Netting Gains at the Frontline in Fight Against Malaria

Cambodia Daily distributes 2,632 mosquito nets in Pursat province

veal veng district, Pursat province – A mosquito net cannot bring back Thol Theavy’s daughter who died from malaria.

Ms Theavy, 40, remembers her 8-year-old daughter trembling when she got the disease ten years ago. At the time there was no doctor in the area to take care of her child and poor road conditions meant it was difficult to get help, Ms Theavy said.

“We did not have medicine or enough money to send her to the border” for treatment, Ms Theavy said, holding back tears.

Yet three mosquito nets picked up at Thma Da commune health clinic on Monday will hopefully protect her remaining six children, husband Ku Vuthy and herself.

Ms Theavy was one of 1,594 villagers from 417 families who received 1,132 nets distributed by The Cambodia Daily to Kandal, Sang Kumthhmey and Ek Apheap villages. Another 800 nets went to 1,344 villagers from 288 families in Dey Krahorm village in Anlong Reap commune and 700 more will be distributed in other malaria-endemic areas of the province in coming weeks.

###

* [Complete the following]
**A)** Translate this sentence from the malaria article into French: "Ms Theavy, 40, remembers her 8-year-old daughter trembling when she got the disease ten years ago."
**B)** Answer these questions using the malaria article:
(i) How many mosquito nets did Ms Theavy pick up, and at which clinic?
(ii) How many nets went to Dey Krahorm village?
(iii) How many nets will be distributed in other malaria-endemic areas of the province in coming weeks?
**C)** Write the next part of the article on mosquito net distribution in Pursat province, starting after its last sentence.

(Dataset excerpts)

###

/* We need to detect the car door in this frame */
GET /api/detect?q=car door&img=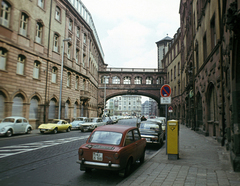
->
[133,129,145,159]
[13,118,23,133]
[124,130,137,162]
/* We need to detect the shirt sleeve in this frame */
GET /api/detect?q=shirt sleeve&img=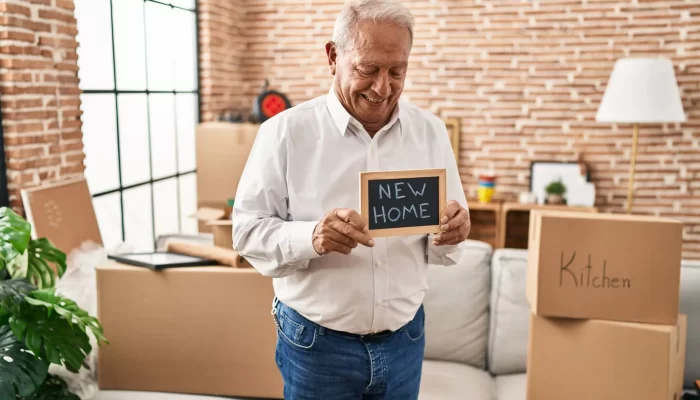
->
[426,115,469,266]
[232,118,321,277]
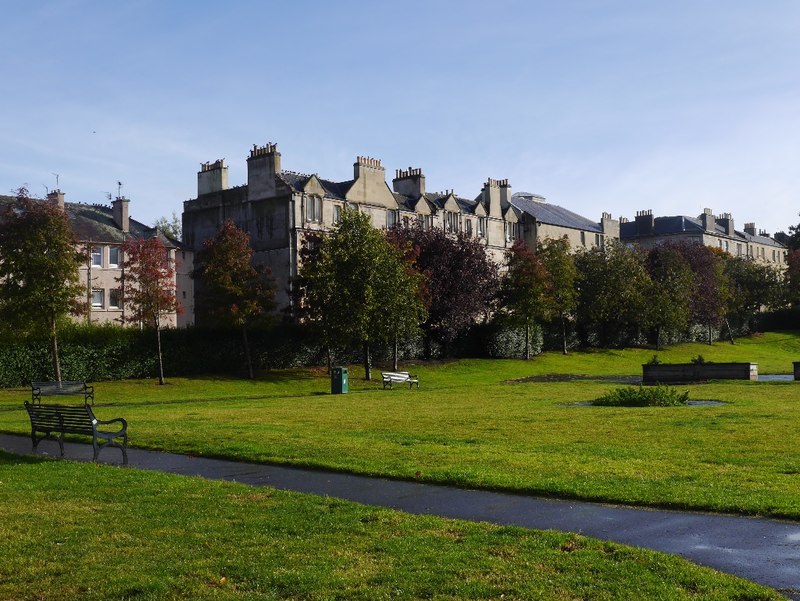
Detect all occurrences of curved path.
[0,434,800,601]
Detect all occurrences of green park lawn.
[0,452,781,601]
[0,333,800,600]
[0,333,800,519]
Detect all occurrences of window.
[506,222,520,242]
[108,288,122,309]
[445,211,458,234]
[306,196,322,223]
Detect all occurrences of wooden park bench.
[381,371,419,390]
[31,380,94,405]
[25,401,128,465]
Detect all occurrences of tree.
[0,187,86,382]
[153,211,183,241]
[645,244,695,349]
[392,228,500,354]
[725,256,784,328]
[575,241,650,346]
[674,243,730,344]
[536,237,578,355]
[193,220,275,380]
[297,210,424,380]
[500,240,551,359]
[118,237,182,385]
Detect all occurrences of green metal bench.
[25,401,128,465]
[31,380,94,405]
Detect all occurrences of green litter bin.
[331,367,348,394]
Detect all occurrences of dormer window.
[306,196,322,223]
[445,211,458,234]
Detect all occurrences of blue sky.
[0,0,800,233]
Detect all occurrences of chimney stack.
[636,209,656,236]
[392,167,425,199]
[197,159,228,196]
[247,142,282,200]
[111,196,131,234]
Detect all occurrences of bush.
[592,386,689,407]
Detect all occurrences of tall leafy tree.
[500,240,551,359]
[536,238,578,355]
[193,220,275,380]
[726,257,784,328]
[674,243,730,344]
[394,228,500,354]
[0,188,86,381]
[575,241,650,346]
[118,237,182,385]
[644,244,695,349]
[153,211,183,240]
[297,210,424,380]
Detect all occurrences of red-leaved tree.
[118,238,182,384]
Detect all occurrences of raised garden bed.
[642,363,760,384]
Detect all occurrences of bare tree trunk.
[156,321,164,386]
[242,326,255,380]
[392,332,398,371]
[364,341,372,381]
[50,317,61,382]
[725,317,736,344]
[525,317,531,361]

###

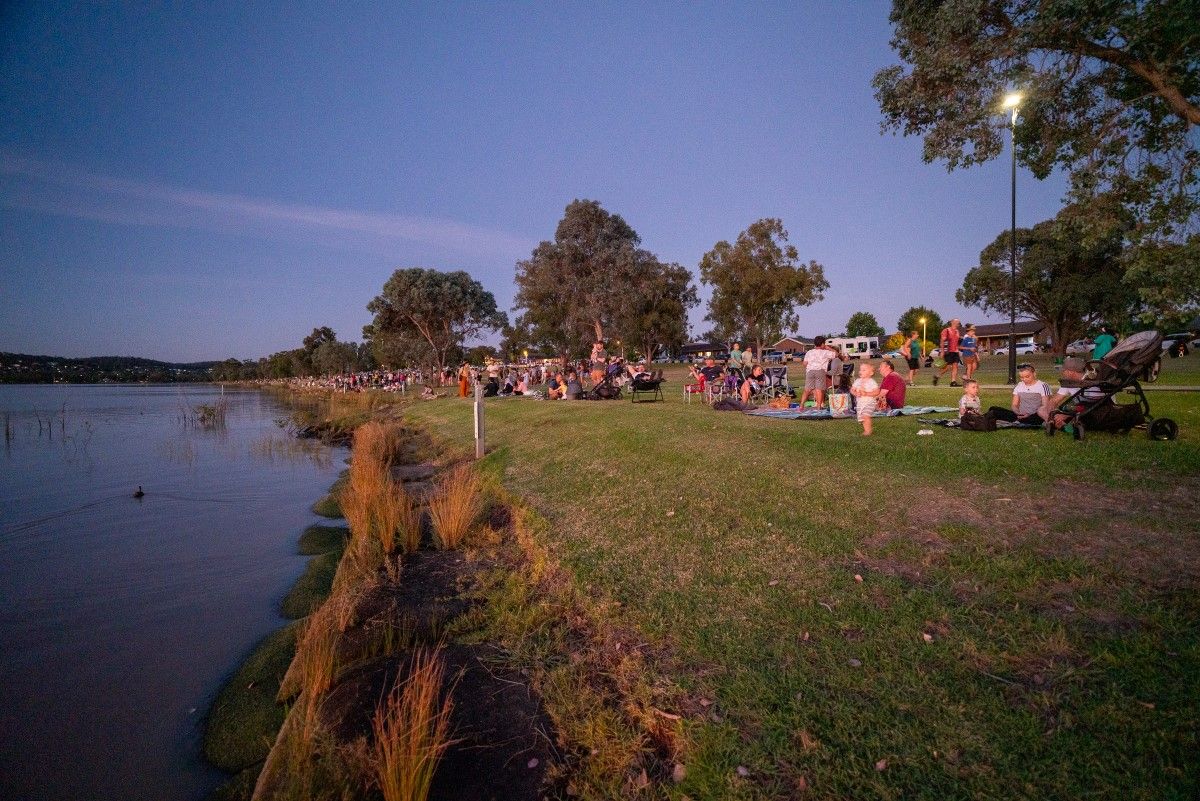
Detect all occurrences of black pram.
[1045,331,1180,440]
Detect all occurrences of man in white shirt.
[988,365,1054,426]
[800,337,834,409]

###

* [Responses to the tasks]
**A)** Mme Theavy, 40 ans, se souvient de sa fille de 8 ans qui tremblait lorsqu'elle a contracté la maladie il y a dix ans.

**B)**
(i) Three nets, at Thma Da commune health clinic.
(ii) 800 nets.
(iii) 700 nets.

**C)**
“I’m deeply concerned about the sickness…. I’m very happy to get the mosquito nets because at the moment we do not have one at home,” Ms Theavy said, waiting by her son and a pile of nets at the distribution.

The couple put themselves at risk by farming in the forest where mosquitoes–which carry the disease–are likely to bite them. It is not the only danger in the heavily mined former Khmer Rouge stronghold, however, and Mr Vuthy lost his right leg in an explosion nine years ago.

Now the remote and densely forested area is one of the frontlines in Cambodia’s fight against malaria, said Duong Socheat, director of the National Malaria Center. It is only seven km from the Thai border, where migration contributes to the spread of the disease, he said before handing out mosquito nets to residents who cannot afford to buy them.

“The level of malaria is very high here that’s why it is the right place to come,” Dr Socheat said, noting that the area also has a low level of resistance to artemisinin–the main drug used to fight malaria.

From January to May this year public health facilities recorded 15,935 case and 31 deaths while Village Malaria Workers reported 14,281 and 7 deaths. Last year between January and May the center said there were 24,079 cases of malaria and 96 deaths at public health facilities.

It takes five hours along a pitted road to Pursat provincial hospital from Thma Da commune. The rainy season will lead to pools where mosquitoes can breed causing a spike in malaria, vice chief of the technical bureau at the Center Dr Soun Seila said.

“Prevalence is too high and it is a very poor and remote area. It is too from town to buy bed nets,” Dr Seila said.